### Parts of the exercise
[1] In the forum thread below about managing several TiVos from one unit, how many TiVos does barbeedoll say she has to maintain?
[2] Extend the forum thread below about managing several TiVos from one unit, starting after its last post.

### Passage provided
• • • • •
Example: I find a show to record while watching browsing TIVO number one, but want to recored the show on TIVO number four. Currently, I have to physically go to TIVO number four and record the show.

I have six TIVOs and having to run between them seems wrong in many ways.


----------



## DJ Qube (Nov 21, 2008)

I agree...This would be a nice feature. I have one HDXL and one HD. I would want to keep all my main recordings on the HDXL because of the ample storage capacity and just use the HD to play stuff off the main HDXL and rewind live TV. I shouldn't have to run into the main TV room to do that.


----------



## barbeedoll (Sep 26, 2005)

+1. With eleven TiVos to maintain I'd like to be able to do it all from one unit.

Stop gap would be to at least allow me to see the To Do list of upcoming recordings on each unit from a single unit. Next, allow me to delete shows from all units on a single one.

Barbeedoll


----------



## bkdtv (Jan 9, 2003)

MarkEngland said:


> When is TIVO going to allow the controlling and maintenance of all TIVOs on the same network from a single TIVO instead of having to physically go to each TIVO? Or is this possible now, and I just don't see it.


You can do this with remote scheduling. When you schedule a recording or season pass from the TiVo web site or your mobile phone, you get to select the TiVo where you want the program recorded.

Bookmark https://m.tivo.com on your iPhone or iPod Touch.


----------



## Malcontent (Sep 5, 2004)

barbeedoll said:


> +1. With eleven TiVos to maintain I'd like to be able to do it all from one unit.
> 
> Stop gap would be to at least allow me to see the To Do list of upcoming recordings on each unit from a single unit. Next, allow me to delete shows from all units on a single one.
> 
> Barbeedoll


11? WoW! How many hours of recording to you have total? How much do you to watch? And when do you find the time?


----------



## barbeedoll (Sep 26, 2005)

Right. Thanks. I appreciate your response.

However, I'd like to do it from one TiVo, not my PC. That way I could go into the To Do List and see what was already recorded and also have the pop-up tell me if there was a conflict.

Barbeedoll


----------



## barbeedoll (Sep 26, 2005)

It does sound like a lot, doesn't it. I use them to record when multiple channels are all showing something I like all at the same time.

Another use is so that whether we are in front of the fireplace or in the bedroom we can have a show double taped so that we don't have to wait for a MRV transfer.

Yet another way I use them is so that I can tape HD and also shows on some channels I can't get on other TiVos since I don't run cable boxes on my Series 2 and can't get all channels. Then for the non-HD footage I can transfer them through MRV to wherever I want to watch.

Another use is that I tape children's shows for my grandkids to watch in their playroom when they come to visit. It doesn't interfere with my other recordings that way.

And I use them to have plenty of storage space so that I can record lots of shows when they are on and then save up plenty to watch in the lean months like December or when the writer's strike was on. I've found that I enjoy some series better if I can sit down and watch in a shorter span than a week between episodes.

Actually, I probably only watch about 3 hours a day. But eventually I get around to using it all.

Barbeedoll


----------



## Meklos (Nov 22, 2002)

I've been hoping that they would do something like this for a long time. Start looking at the boxes as a pool of tuners instead of individual systems. If you need something recorded and you have two tuners in use on A, use the free tuner on B if it has disk space and receives the show you're wanting to record.
• • • • •
### Stored data
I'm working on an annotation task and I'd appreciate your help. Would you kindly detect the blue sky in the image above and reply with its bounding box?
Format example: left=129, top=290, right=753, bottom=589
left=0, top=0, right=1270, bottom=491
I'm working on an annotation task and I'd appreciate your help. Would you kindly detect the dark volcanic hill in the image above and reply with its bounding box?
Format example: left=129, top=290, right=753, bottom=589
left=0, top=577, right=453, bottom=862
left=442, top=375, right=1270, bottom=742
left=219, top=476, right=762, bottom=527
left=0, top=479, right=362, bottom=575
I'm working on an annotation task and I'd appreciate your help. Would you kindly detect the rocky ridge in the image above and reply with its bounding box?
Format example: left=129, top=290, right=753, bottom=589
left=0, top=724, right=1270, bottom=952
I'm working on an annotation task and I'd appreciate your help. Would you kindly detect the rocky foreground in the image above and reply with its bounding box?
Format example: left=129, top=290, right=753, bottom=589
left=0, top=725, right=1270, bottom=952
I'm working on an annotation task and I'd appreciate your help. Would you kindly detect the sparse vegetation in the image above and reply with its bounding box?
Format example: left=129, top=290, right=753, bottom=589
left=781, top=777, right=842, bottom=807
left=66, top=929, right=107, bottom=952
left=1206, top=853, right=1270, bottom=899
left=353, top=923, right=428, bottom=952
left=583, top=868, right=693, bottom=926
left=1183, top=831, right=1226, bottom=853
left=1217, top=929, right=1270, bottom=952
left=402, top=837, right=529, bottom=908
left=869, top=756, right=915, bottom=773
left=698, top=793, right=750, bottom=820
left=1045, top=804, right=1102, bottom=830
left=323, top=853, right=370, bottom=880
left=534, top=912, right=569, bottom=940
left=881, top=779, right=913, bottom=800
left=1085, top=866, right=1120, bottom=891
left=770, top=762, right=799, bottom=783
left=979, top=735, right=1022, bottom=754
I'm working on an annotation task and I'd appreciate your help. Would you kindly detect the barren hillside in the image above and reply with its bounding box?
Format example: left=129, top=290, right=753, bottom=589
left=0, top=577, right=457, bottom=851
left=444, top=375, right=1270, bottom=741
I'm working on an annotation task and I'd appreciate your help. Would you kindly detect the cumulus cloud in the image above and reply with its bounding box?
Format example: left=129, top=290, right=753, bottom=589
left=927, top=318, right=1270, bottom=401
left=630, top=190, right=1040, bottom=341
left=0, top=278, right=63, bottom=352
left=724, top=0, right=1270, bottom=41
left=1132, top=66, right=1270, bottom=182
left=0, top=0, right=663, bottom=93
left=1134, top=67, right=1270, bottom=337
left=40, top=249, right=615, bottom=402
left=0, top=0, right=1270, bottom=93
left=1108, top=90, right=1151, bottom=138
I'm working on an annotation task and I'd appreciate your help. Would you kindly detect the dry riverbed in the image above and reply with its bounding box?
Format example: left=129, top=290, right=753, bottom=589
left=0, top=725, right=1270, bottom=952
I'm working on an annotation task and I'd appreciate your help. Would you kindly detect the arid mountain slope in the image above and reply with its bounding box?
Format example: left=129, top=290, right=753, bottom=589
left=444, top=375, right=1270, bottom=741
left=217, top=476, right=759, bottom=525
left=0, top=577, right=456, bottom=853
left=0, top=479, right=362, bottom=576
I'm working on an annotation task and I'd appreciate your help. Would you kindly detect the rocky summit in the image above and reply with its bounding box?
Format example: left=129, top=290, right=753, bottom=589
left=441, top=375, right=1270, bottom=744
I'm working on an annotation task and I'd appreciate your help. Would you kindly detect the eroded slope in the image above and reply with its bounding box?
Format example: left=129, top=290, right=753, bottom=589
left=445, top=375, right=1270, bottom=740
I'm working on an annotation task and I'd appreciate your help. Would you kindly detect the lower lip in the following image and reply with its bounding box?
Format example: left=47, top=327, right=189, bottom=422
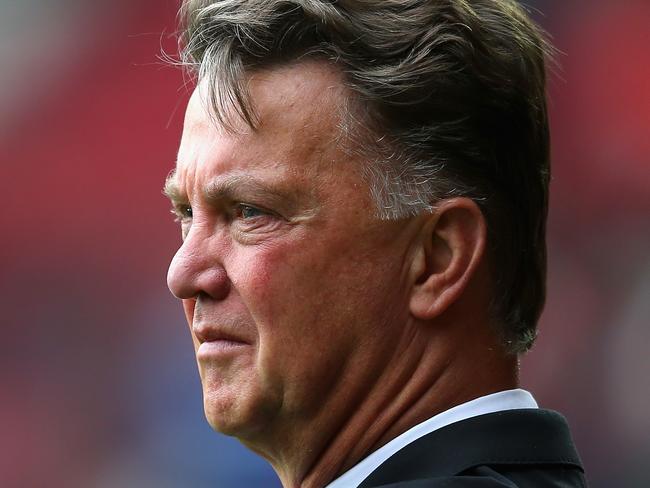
• • • • •
### Task-by-task outputs
[1] Eleven.

[2]
----------



## MarkEngland (Dec 7, 2008)

bkdtv said:


> You can do this with remote scheduling. When you schedule a recording or season pass from the TiVo web site or your mobile phone, you get to select the TiVo where you want the program recorded.
> 
> Bookmark https://m.tivo.com on your iPhone or iPod Touch.


While this suggestion is nice, it misses the point. I should be able to perform any function on any TIVO on my network from a single TIVO. For example, I should be able to delete shows on any TIVO, schedule shows on any TIVO, and recored shows from any TIVO to the TIVO with the DVD recorder. Currently, I cannot burn a show recorded on another TIVO (at least when I tried, I recieved an error).

It appears that the architecture the TIVO developers work from is that everyone has only "one" TIVO.


----------



## Lenonn (May 31, 2004)

Let me throw in my support for this feature. With at least four TiVos in our house, all in different rooms in different corners of the house, it would make like a lot simpler.


----------



## JoeTaxpayer (Dec 23, 2008)

Lenonn said:


> Let me throw in my support for this feature. With at least four TiVos in our house, all in different rooms in different corners of the house, it would make like a lot simpler.


I'm at three, and I'd like this feature. My MRV works well, streams a bit faster than real time, this feature would help keep me from recording same stuff on 2 by mistake.


----------



## daveak (Mar 23, 2009)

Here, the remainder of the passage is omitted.